Ausgewählter Text:
▼

„Sonst endet sie als steuerbare Quotenfrau“

Nach Michael Walchhofer kandidiert auch Renate Götschl bei der ÖSV-Präsidenten-Wahl. Nicola Werdenigg mit den Hintergründen.
Die Kandidatur von Renate Götschl für die ÖSV-Präsidenten-Wahl Anfang Juni kommt selbst für Insider überraschend. Wie interpretieren Sie ihre Kandidatur?
Nicola Werdenigg: Ich kenne Renate nicht persönlich. In meiner Erinnerung war sie eine sehr sympathische und authentische Athletin, die ihre Frau gestanden hat, wenn es Ungerechtigkeiten gab – was eine sehr lobende Eigenschaft ist, die sie als ÖSV-Präsidentin auch brauchen würde. Da müsste sie Härte und Durchsetzungsvermögen beweisen. Das traue ich ihr grundsätzlich zu. Ich bin mir allerdings unsicher, ob sie bei ihrer Kandidatur alles das bedacht hat, vor allem, dass sie sich als Präsidentin sehr schnell von ihrem Unterstützer und dann Vorgänger Peter Schröcksnadel emanzipieren muss. Denn ich bin mir sehr sicher, dass er nicht will, dass sein Lebenswerk umgekrempelt wird. Genau das braucht es aber, damit der ÖSV zukunftsfit wird. Oder anders ausgedrückt: Ein ÖSV ohne Peter Schröcksnadel kann nicht weiterhin auf Peter Schröcksnadel zugeschnitten sein.

Was muss denn, ganz allgemein, ein ÖSV-Präsident, eine ÖSV-Präsidentin für das Amt mitbringen?
Werdenigg: Das ist eine sehr gute Einstiegsfrage, weil sie gleich zur Sachebene hinführt und wir eben nicht über Sympathie oder dergleichen sprechen. Wer auch immer auf Peter Schröcksnadel nachfolgt, braucht gute Management-Qualitäten, sollte Erfahrung im Leadership haben, also bereits bewiesen haben, Menschen und ein Unternehmen führen zu können. Nicht zuletzt braucht der Nachfolger oder die Nachfolgerin sehr viel Zeit, es ist nämlich ein Fulltime-Job, den ÖSV zu führen. Man darf sich da wirklich nicht davon blenden lassen, dass der Präsidentenposten formal ein Ehrenamt ist. Darüber hinaus muss der neue starke Mann oder die neue starke Frau beim ÖSV wie angedeutet ganz viel Robustheit mitbringen, nur so lassen sich die verkrusteten Strukturen im Verband aufbrechen, nur so lässt sich der Verband neu aufstellen.

▲

Inhalt des Datensatzes:
▼

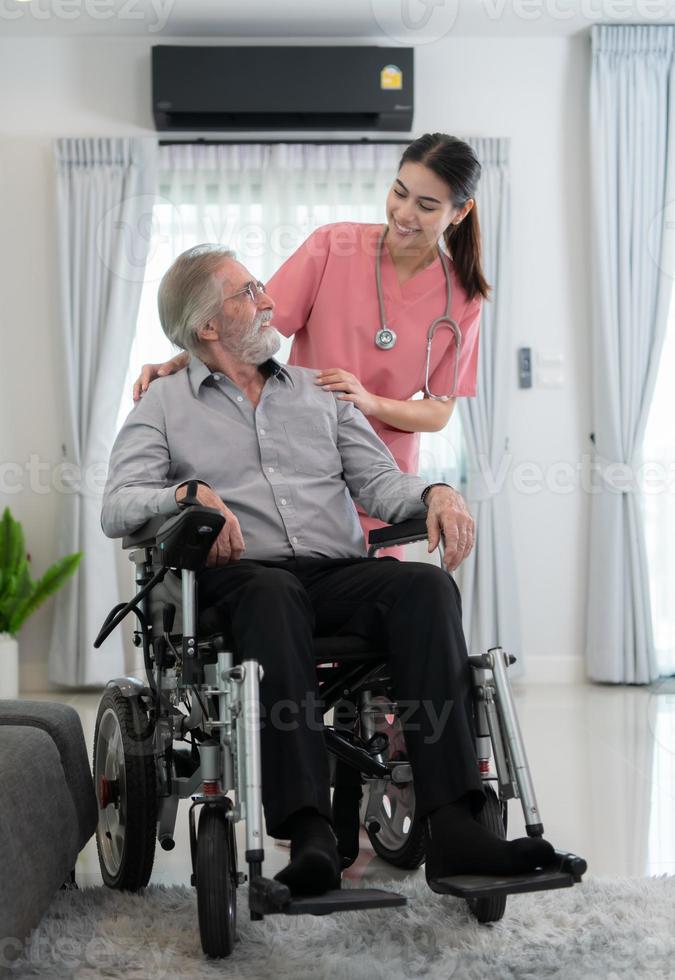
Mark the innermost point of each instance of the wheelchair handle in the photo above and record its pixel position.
(395, 534)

▲

Zu erledigende Aufgabe:
Führe das Interview zur ÖSV-Präsidentenwahl im Anschluss an seinen letzten Satz weiter.

Antwort zur Aufgabe:
Welche Aufgaben warten konkret entweder auf Renate Götschl oder Michael Walchhofer?
Werdenigg: In der ersten Phase steht eine Bestandsaufnahme an, der ÖSV ist ja ein sehr großer Verband. Letztlich braucht der ÖSV eine völlig neue Außendarstellung, denn in den vergangenen 30 Jahren war eben alles auf Peter Schröcksnadel abgestimmt. Man muss sich das so vorstellen, wie wenn man eine Firma übernimmt. Es gilt die internen Abläufe kennenzulernen, die Menschen, die Kunden, im Fall vom ÖSV also die Fans und die Breitensportler, aber auch die Angestellten, also die Trainer, Betreuer und Athleten. Es geht darum Entscheidungen in der Personalstruktur zu treffen, ohne externen Berater wird das alles gar nicht zu schaffen sein.
Was ja auch viele unterschätzen: Der ÖSV hat einen Umsatz von annähernd 100 Millionen Euro und ist damit ein Großunternehmen. Sportliches Know-how ist sicher hilfreich, aber der ÖSV-Boss muss vor allem wirtschaftliche Kompetenz haben.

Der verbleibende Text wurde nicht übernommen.